··· INFORMAÇÕES FORNECIDAS

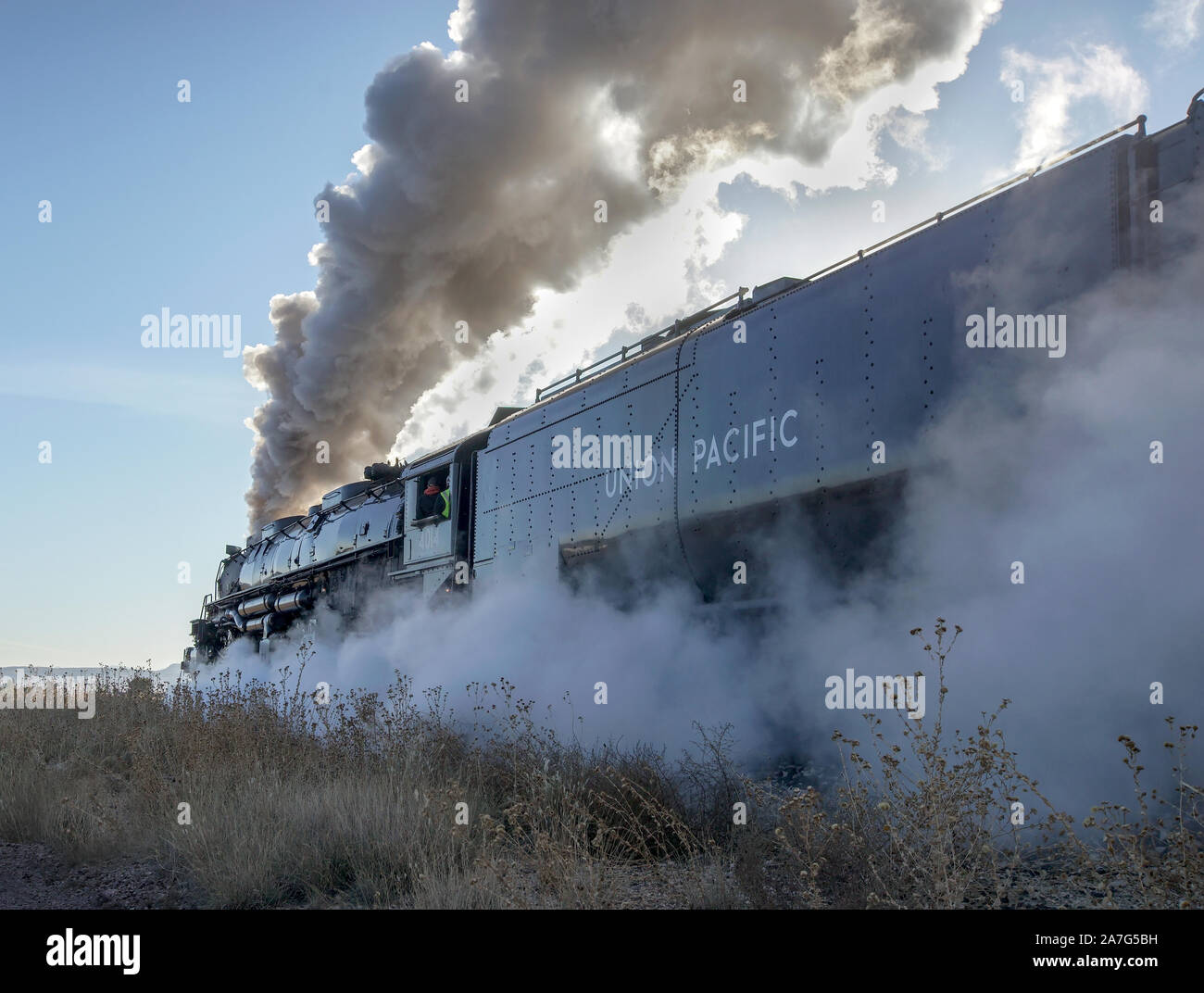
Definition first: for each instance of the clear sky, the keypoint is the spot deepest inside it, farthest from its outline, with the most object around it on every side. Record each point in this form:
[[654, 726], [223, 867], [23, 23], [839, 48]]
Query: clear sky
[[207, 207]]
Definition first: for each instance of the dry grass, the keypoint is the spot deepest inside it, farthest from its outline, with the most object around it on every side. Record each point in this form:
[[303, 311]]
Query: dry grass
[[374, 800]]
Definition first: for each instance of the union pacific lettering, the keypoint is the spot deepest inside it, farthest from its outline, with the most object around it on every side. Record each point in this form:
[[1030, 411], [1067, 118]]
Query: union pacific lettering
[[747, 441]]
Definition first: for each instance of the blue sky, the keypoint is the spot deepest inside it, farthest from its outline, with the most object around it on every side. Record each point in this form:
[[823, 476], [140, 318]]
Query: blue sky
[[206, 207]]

······

Transcreva todas as entradas acima, linha por linha e sem qualquer alteração, deixando as imagens de fora.

Definition first: for each instance of the clear sky, the keypoint is the spot deepest inside it, farthest from its outline, with the most object around it on every side. Record each point in this form:
[[654, 726], [223, 867], [23, 23], [839, 48]]
Query: clear sky
[[207, 207]]
Definition first: for each instance of the dry grass, the keypoint is the spot deepest inside it, farthest from its outline, with the most object around it on every side. Record each point in this form:
[[303, 311]]
Query: dry grass
[[374, 800]]
Definition first: for each instance of the union pacific lettering, the keypoint is the spot deepest inside it, farthest from its outline, with the most object around it on every side. Record each point in this form:
[[1030, 411], [1067, 118]]
Query: union pacific lettering
[[747, 441]]
Definition first: for each instance of the blue sky, the keypoint is the spot deepest inside it, farthest from its outline, with the most object around it on every side. Record each point in this form:
[[823, 476], [140, 318]]
Query: blue sky
[[206, 207]]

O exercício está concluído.